Return the passage of the article on Moataz Nasr between "For example think" and "many Western countries.", inclusive, copied verbatim.

==== Document

As every year, summer gives me some extra day of free time I use to read calmly and carefully the books that I have accumulated in the year and that for one reason or another I could not read. So I took advantage of those hot summer afternoons to read the monograph of Moataz Nasr published on the occasion of the project Moataz Nasr. A bridge between Pisa and Santa Croce curated by Ilaria Mariotti. It was a great book, not only to deepen the artistic practice of Moataz Nasr who I always follow with great interest and attention (and with whom I have always planned an interview that I hope to achieve as soon as possible!) but especially since at the end of the holidays we usually go back to our daily activities with a series of "good intentions" as for an example "Monday I shal begin the diet", "I shall subscribe to the gym", "I shall stop smoking", etc. All good intentions which aim is almost always to restore the "matter", the "body" and not the "spirit". From this point of view then the reading of Moataz Nasr has been very helpful as a call for "good intentions" of a spiritual change for ourselves and society.
Moataz Nasr, born in 1961, is an Egyptian artist always interested in social and cultural transformations and pledged to "activate" the consciences of men and women, to give voice to voiceless maybe because weak or fearful or without rights. In the International art world from 2001 when he won the Grand Prize at the Biennale of Cairo Nasr has exhibited in major events such as the Dakar Biennial (2002), the Venice Biennale (2003), the Sharjah Biennial (2003) ... he has created Darb and Contemporary Art culture Center, a cultural and artistic center for young artists, he has been working with prestigious international galleries.
The context of many works created by Nasr is Cairo, a city of contrasts and alternating phases as that of 2011 when it seemed to have found the courage to shout its ideas and beliefs and then to return to the starting point despite the international pressure, the protests, the blood. But this reference to the Egyptian reality does not prevent his works and practice to acquire a universal value that transcends time and specific place.
For example think about the photographic series Fiat Nasr (2002-2008): the car becomes a symbol of a collective illusion, a broken dream, a reality that we have not been able to preserve or enhance. Fiat Nasr is composed by 16 cubes on whose sides there are the photos of airless tires of some Fiat Nasr. In 1979, the automobile manufacturer Nasr entered into an agreement with Fiat to assemble cars in Egypt with pieces from Italy. This agreement secured the Nasr a period of growth in a more general confidence in the global economic process. Despite the playful aspect of the cube, the airless tire is the exhaustion of that process soliciting reflections on the more general economic crisis that from some years has been blocking many Western countries.

========
==== Records supplied

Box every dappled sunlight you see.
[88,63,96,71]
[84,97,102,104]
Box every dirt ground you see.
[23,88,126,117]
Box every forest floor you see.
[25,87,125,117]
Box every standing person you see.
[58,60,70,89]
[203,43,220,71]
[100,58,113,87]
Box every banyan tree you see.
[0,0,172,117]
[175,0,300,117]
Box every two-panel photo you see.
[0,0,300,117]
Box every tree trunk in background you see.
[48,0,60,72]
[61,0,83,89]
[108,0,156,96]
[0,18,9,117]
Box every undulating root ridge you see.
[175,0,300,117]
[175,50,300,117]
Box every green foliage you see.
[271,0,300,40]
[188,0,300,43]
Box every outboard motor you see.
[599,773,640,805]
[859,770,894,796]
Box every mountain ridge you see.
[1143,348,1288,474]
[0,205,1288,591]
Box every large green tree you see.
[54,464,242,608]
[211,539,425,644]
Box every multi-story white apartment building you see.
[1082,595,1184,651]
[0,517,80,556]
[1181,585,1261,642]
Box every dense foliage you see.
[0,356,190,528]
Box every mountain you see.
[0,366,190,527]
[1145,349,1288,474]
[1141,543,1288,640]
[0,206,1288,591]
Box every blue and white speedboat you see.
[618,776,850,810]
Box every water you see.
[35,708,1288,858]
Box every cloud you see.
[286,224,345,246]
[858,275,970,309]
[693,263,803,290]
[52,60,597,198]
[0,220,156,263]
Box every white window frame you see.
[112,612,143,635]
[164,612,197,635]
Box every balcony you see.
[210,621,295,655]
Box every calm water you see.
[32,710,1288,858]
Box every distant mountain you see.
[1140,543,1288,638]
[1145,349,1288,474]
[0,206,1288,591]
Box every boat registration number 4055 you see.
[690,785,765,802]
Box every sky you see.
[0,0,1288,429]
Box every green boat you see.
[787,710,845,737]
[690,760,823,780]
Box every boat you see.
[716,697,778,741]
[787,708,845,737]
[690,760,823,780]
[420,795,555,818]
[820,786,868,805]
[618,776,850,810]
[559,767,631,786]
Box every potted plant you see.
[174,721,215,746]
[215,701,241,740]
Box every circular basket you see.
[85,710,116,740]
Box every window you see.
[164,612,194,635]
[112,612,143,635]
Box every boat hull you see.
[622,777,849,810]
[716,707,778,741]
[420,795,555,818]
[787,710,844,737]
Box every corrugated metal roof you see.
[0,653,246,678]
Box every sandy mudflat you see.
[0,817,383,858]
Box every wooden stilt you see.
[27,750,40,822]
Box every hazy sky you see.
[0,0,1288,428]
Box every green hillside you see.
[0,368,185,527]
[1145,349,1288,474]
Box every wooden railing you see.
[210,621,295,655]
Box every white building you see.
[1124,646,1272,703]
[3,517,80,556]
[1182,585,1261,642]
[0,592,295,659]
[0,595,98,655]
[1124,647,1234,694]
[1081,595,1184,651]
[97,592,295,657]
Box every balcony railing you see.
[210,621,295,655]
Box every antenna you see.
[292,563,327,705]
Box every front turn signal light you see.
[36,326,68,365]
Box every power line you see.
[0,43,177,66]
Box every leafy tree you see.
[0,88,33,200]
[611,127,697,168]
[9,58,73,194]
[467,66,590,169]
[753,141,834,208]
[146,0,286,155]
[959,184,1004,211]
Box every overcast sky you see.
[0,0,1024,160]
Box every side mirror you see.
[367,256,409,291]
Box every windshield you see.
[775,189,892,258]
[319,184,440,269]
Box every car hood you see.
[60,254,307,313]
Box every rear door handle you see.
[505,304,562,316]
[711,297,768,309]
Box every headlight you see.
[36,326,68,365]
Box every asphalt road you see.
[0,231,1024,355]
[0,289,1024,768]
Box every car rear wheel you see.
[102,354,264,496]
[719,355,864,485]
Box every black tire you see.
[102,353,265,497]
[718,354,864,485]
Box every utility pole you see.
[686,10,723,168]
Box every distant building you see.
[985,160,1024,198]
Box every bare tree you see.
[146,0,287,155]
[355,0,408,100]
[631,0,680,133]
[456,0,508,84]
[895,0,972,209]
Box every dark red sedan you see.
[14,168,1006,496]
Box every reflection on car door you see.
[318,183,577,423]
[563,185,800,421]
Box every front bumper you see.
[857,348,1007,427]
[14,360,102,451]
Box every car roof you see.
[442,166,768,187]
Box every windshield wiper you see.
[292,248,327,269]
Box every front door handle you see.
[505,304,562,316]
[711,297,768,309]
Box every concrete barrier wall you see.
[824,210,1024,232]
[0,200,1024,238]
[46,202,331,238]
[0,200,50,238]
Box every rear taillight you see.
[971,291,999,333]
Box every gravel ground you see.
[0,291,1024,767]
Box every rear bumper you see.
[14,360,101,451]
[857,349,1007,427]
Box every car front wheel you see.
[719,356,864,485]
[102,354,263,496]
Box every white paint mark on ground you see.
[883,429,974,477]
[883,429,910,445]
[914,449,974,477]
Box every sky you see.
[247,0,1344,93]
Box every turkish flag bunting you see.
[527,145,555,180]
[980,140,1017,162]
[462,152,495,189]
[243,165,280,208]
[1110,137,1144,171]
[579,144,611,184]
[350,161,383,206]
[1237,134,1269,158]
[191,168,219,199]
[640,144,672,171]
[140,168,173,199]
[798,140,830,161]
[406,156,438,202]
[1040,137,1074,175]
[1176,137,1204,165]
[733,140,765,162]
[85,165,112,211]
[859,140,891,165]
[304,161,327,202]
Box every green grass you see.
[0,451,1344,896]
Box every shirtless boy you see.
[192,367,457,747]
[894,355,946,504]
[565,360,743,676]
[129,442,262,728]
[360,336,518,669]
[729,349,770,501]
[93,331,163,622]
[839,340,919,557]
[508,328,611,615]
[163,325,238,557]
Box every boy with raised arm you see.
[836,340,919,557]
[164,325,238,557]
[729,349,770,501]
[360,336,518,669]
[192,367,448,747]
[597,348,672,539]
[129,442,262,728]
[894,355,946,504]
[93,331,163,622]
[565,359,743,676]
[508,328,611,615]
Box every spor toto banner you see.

========

**Response to the exercise:**
For example think about the photographic series Fiat Nasr (2002-2008): the car becomes a symbol of a collective illusion, a broken dream, a reality that we have not been able to preserve or enhance. Fiat Nasr is composed by 16 cubes on whose sides there are the photos of airless tires of some Fiat Nasr. In 1979, the automobile manufacturer Nasr entered into an agreement with Fiat to assemble cars in Egypt with pieces from Italy. This agreement secured the Nasr a period of growth in a more general confidence in the global economic process. Despite the playful aspect of the cube, the airless tire is the exhaustion of that process soliciting reflections on the more general economic crisis that from some years has been blocking many Western countries.